_Challenge 1_:
Answer these from the farewell email below, each on its own line:
(a) What dish does the writer say you may have eaten that was wonderful?
(b) Which people does the writer call amazing?
(c) According to the writer, why do departing people forgive everyone who treated them poorly?
_Challenge 2_: In the farewell email below, the writer says they learned to increase their tolerance of several things. List every one of them.
_Challenge 3_: Pick up the farewell email below where it stops, and keep writing in the same voice.

_Text section_:
···
Well, my time at this wretched place has come to an end.
I cant help but notice that when people craft their last email, they use words like amazing and wonderful in ways they were never intended. Let me show you why.
You may have eaten a black truffle risotto that was wonderful.
You may have had an orgasm that was amazing.
But you never left a meeting thinking, "that was a wonderful meeting, if only it could have gone on another 2 hours"! Chances are you never said "Isn't our Director amazing"?
You know who is amazing? Albert Einstein, Louis Armstrong, Richard Feynman and Joss Whedon.
So in honor of that I have decided to write what may be the most honest farewell email ever to grace your in-boxes.
It seems that every time someone leaves, they forget all the things that are wrong at this firm, they forgive everyone who treated them poorly, said mean things or generally treated them like shit.
The only reason why anyone does that is because they fear retribution.
I don't.
I have not learned a damn thing from anyone here. Well that's not true. I have learned how to increase my tolerance of poor management, mean spirited acts by studio leaders, incompetence, claiming success for yourself even when you did nothing and a business leadership style that is the equivalent of a chimp poking itself in the eye repeatedly with a spoon.
So here goes… everyone at this firm is NOT talented or creative. There are people here who have retained their jobs for other reasons….they give a good blowjob or they suck up to the boss... Hey, maybe those are the same thing. HA!
···
_Raw records_:
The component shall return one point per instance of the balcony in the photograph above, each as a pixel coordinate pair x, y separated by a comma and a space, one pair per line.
···
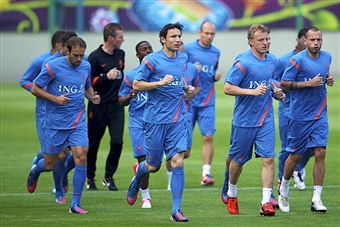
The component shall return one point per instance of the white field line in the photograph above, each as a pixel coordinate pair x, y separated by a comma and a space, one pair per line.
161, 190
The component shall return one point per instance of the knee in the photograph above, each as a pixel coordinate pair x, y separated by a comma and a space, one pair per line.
···
_Task output 1_:
(a) A black truffle risotto.
(b) Albert Einstein, Louis Armstrong, Richard Feynman and Joss Whedon.
(c) Because they fear retribution.

_Task output 2_:
- Poor management
- Mean spirited acts by studio leaders
- Incompetence
- Claiming success for yourself even when you did nothing
- A business leadership style that is the equivalent of a chimp poking itself in the eye repeatedly with a spoon

_Task output 3_:
As water seeks its own level, too often does the same thing happen to people working at this firm.
There are some talented employees here. I cant list their names for fear that those of you who are talentless hacks will harass them about they're being your obvious betters.
These people aren't paid enough to handle some of the crap I see shoveled in their direction and all so they can miss out on real compensation and acknowledgement.
You know I came up with a saying: "Today will be a constant struggle between killing some of you and killing all of you". I think that says it all.
Let's see, I guess I'll start at the top…
The CEO: I don't even know where to start here. Your ego has supplanted any semblance of trying to maintain a dynamic and effective company, the way you handled the economic downturn was all the proof you need of that. Grow up before you flush the company down the toilet and send 140 people to the unemployment office.
The PR Maven: I would think it would be great to actually have a magazine come to us to do a story rather than you berating everyone at the New York Times until they give in just to shut you up. Then the resulting story would have validity.
The HR Director: I'll make this easy…here are phrases you may not say…ever:
1. If you are speaking to an employee of Mexican descent, you may not say "That’s not how we do things in this country”.
2. You may not refer to an employee as Hispanic when they are in fact from Pakistan.
3. When asked for an employee fluent in Korean you shouldn't recommend someone who is Chinese and speaks Mandarin.
The Idea Man: I understand you have a personal preference for a particular pen, however the world simply doesn't stop spinning if you have to wait a day for the order to come in. I realize it seems like your world is crashing down around you but you would do well to remember that people are dying for lack of clean water around the world, your issue is not important in the slightest.
The CFO: Here's a piece of advice. Your job is to tell the owner the financial situation whether its good or bad so he can make a choice on how to steer the ship. When you sugar coat things, there's a good chance he's gonna take us onto the reef at high speed, if you catch my (not subtle at all) meaning.
Legal Department: I don't know much but issuing a threat in our contracts is not the best way to start a relationship with anyone.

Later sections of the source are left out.